▶ **What is needed**
Please copy the data below line for line without any changes, leaving out the pictures.

━━━━━━

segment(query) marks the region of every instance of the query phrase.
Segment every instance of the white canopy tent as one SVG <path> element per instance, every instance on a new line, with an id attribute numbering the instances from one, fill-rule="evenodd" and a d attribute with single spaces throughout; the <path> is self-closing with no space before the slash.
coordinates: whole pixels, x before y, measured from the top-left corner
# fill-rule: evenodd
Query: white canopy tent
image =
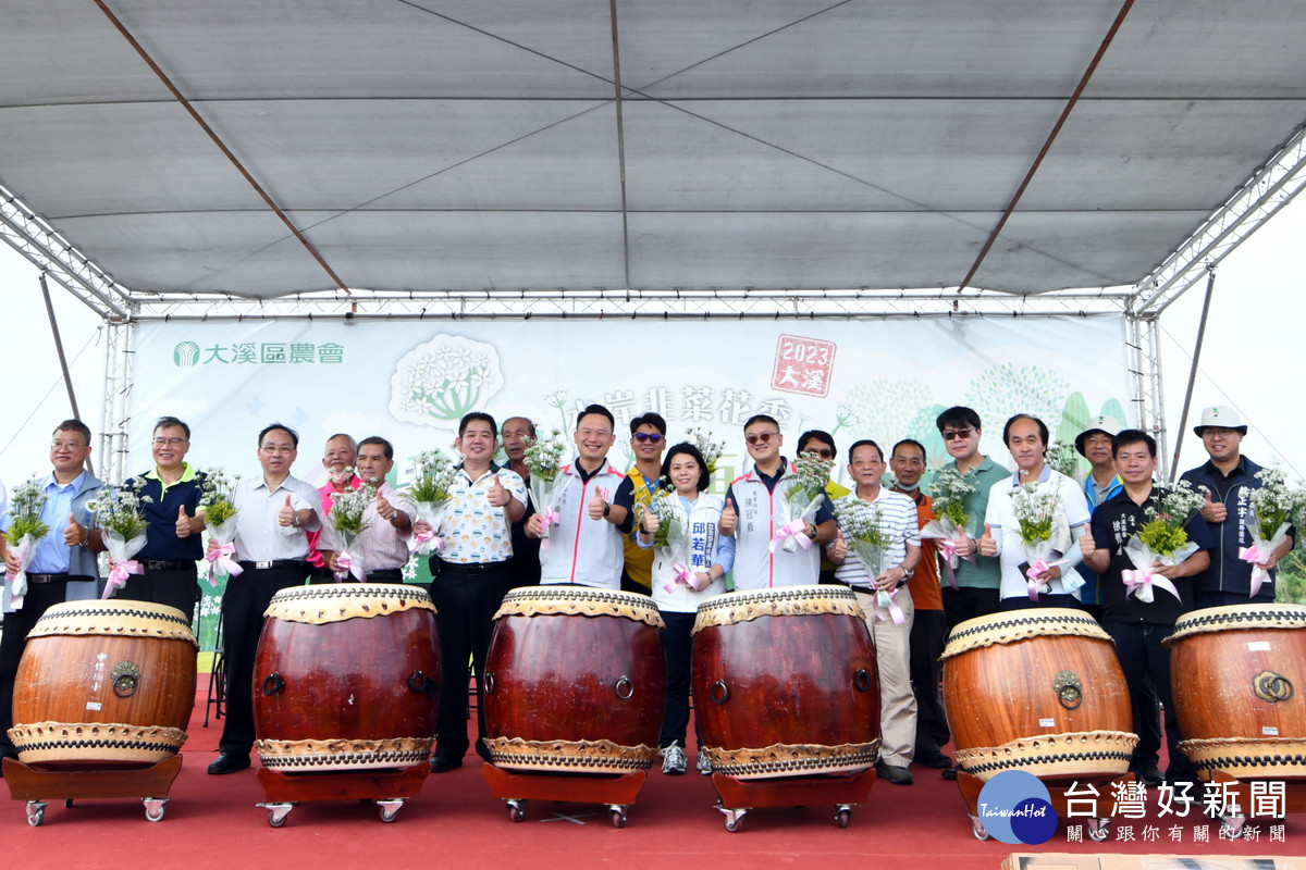
<path id="1" fill-rule="evenodd" d="M 1123 312 L 1306 184 L 1293 0 L 9 0 L 0 235 L 159 317 Z M 115 451 L 111 445 L 106 457 Z M 112 472 L 112 470 L 110 470 Z"/>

━━━━━━

▶ **Result of the exercise**
segment(query) marks the region of every instance of the query phrase.
Segment every instance of the white canopy tent as one SVG <path> element per instance, every instance on a new line, with an id attribute numbering the instances from one, fill-rule="evenodd" and a d attribute with single spaces throughout; the <path> is self-closing with no space before the slash.
coordinates: whole pixels, x before y, measured from the top-left corner
# fill-rule: evenodd
Query: white canopy tent
image =
<path id="1" fill-rule="evenodd" d="M 1123 312 L 1306 184 L 1293 0 L 9 0 L 0 235 L 159 317 Z M 115 451 L 111 445 L 106 457 Z M 112 472 L 112 470 L 110 470 Z"/>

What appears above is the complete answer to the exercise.